▸ Provided passage
Why we find former lovers irresistible–and what to do instead of taking them back
I’m about to get dumped. It’s not official yet, but there’s a reason I’m so sure: The man I’ve been seeing just confessed he went kayaking with his former girlfriend last weekend and discovered he still has feelings for her.
You probably already know these rueful rules of relationships: If you’re not sure whether you’re his girlfriend, you’re not. If you think she might be fooling around with someone else, she is. If you’ve been seeing each other six months and you’re not sure he’s the one, he’s not.
Add this one to the rule book: If you have a chance to get back together with your ex, you’ll probably take it.
Why? Because there’s always business left to finish. If the ex broke up with you, reunion feels like victory. If you broke up with the ex, familiarity feels like comfort — until it breeds contempt again.
In either case, your former lover is the evil you know. When a world of unknown hurt surrounds you in the dating space, it’s tempting to take refuge in identifiable pain and convince yourself you can fix it this time.
Outside of romcom plots, however, these second acts in American romantic life rarely last. Because here’s another rule: People don’t change; the reasons you broke up haven’t gone away.
I grant you, there’s one major exception. Splits can mend if they happened for external reasons — a move across the country, a hostile parent or child, a job or school demand that took priority. When outer conditions change, a valid second chance may open up.
But most of us in later adulthood have these external upsets under control. Breakups happen because of fundamental issues within the relationship. Something’s missing or unwanted. Someone behaves badly or doesn’t step up.
I’ve been the relationship breaker a couple of times and the breakee several times more. Too many of these breakups happened with the same person — I’m Exhibit A for ex-appeal.
I did a dumping do-si-do with Daniel that went on for four years. It began a year after we got serious, when his joint-custody teenager moved in for the summer and his charming farmhouse turned into Boystown. After a last-minute eviction on July 4 to make way for a guys-only beerfest, I applied the cold shoulder for three months. I even went online to see if there was anyone better out there, decided there wasn’t, and the shoulder warmed up again along with the rest of me.
Two years later Daniel went to Thailand to find himself, found a fiancée instead, and dumped me by email. When he returned three months later — unmarried— he proposed friendship with benefits. Actually, just benefits. I refused, having met someone better-behaved online.
A month later, I got dumped by the better option. More months of meeting men online kept yielding dead ends, so it was my turn to propose friendship with benefits to the evil that I knew. Daniel agreed with enthusiasm.
Nine months later he dumped me again to marry someone else again, and actually did it this time. But he and his wife planned to spend the next two years living apart for professional reasons, so once again he proposed friendship with benefits.

▸ Dataset extract

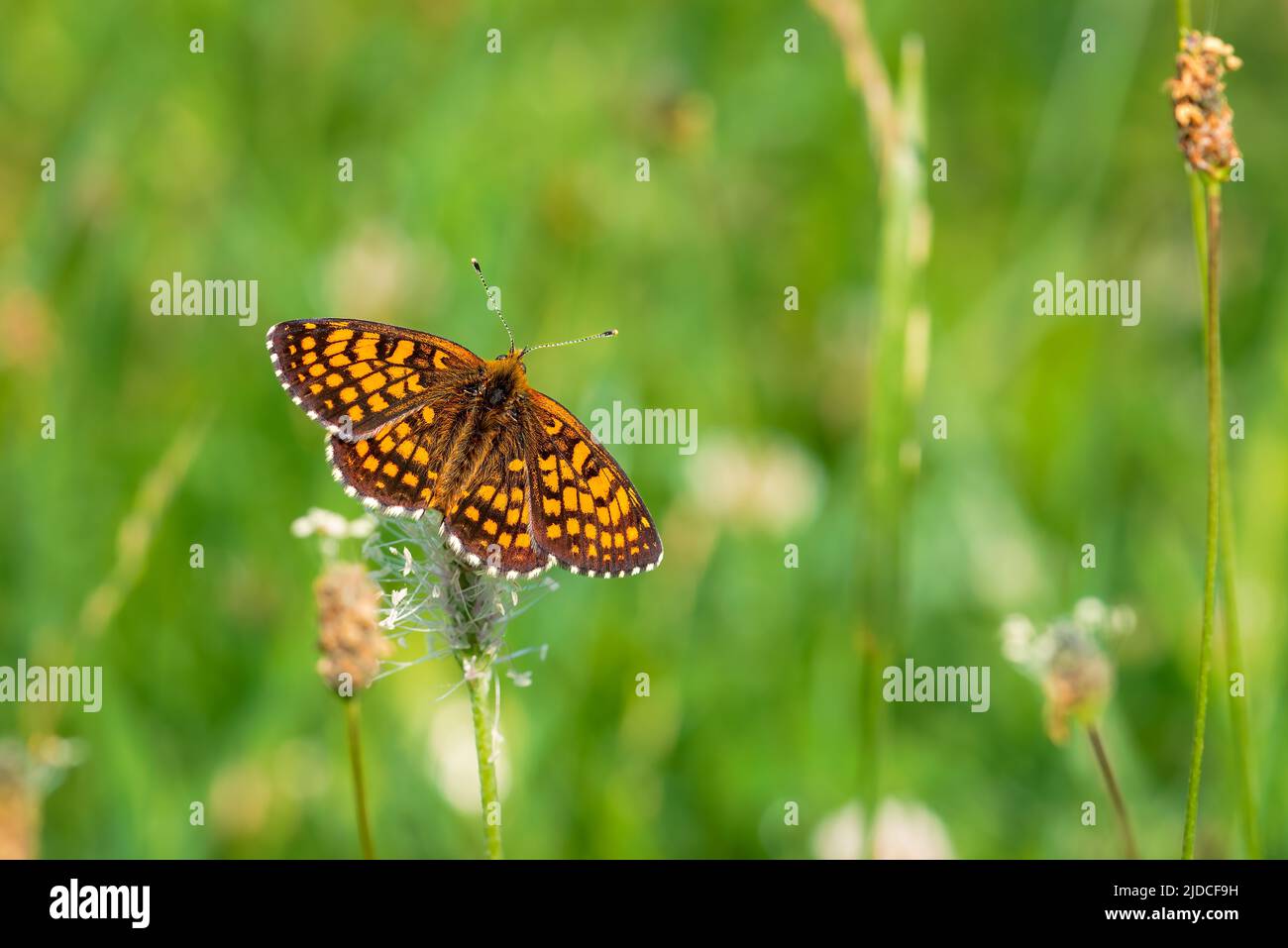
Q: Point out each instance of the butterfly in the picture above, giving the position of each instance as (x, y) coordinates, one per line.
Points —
(420, 423)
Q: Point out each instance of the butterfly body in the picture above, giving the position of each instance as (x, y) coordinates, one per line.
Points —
(419, 423)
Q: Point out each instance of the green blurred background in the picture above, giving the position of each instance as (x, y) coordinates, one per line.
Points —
(172, 430)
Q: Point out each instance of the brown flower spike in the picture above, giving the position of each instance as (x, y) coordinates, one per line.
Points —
(1198, 103)
(349, 633)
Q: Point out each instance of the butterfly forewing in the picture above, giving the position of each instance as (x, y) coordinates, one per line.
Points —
(356, 376)
(585, 510)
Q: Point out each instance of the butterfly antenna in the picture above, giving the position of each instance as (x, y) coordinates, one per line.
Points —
(487, 292)
(605, 334)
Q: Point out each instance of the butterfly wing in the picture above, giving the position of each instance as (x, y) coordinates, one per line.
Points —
(489, 524)
(356, 377)
(397, 467)
(584, 509)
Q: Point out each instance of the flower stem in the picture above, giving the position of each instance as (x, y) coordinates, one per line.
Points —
(1115, 793)
(360, 793)
(481, 685)
(1234, 664)
(1212, 339)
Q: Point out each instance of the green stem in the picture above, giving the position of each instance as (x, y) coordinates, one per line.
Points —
(1229, 605)
(1212, 339)
(1234, 662)
(481, 685)
(360, 793)
(1115, 793)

▸ Directives
1. Please answer these questions about the essay on former lovers:
(a) What did the man the writer has been seeing go do with his former girlfriend last weekend?
(b) How long did the dumping do-si-do with Daniel go on?
(c) To which country did Daniel go to find himself?
2. Show every line of the records that contains the word "butterfly". Case counts.

▸ Responses per task
1.
(a) He went kayaking with her.
(b) Four years.
(c) Thailand.

2.
Q: Point out each instance of the butterfly in the picture above, giving the position of each instance as (x, y) coordinates, one per line.
Q: Point out each instance of the butterfly body in the picture above, giving the position of each instance as (x, y) coordinates, one per line.
Q: Point out each instance of the butterfly forewing in the picture above, giving the position of each instance as (x, y) coordinates, one per line.
Q: Point out each instance of the butterfly antenna in the picture above, giving the position of each instance as (x, y) coordinates, one per line.
Q: Point out each instance of the butterfly wing in the picture above, giving the position of each instance as (x, y) coordinates, one per line.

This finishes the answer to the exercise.